Write out the full set of records below exactly.

Data for this exercise
------------------------

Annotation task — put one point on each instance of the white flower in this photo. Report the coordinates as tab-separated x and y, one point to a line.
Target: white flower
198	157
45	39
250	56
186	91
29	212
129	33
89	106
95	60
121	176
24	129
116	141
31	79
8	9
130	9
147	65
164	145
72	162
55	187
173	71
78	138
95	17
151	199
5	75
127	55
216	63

------------------------

Reply to the exercise
Annotation task — put one point on each instance of the white flower in this photo. Report the coordinates as tab-separated x and y, one point to a line.
Target: white flower
198	157
45	39
250	56
186	91
29	212
129	33
89	106
95	60
121	176
24	129
116	141
31	79
8	9
130	9
147	65
164	145
72	162
55	187
173	71
78	138
95	17
151	199
5	75
127	55
216	63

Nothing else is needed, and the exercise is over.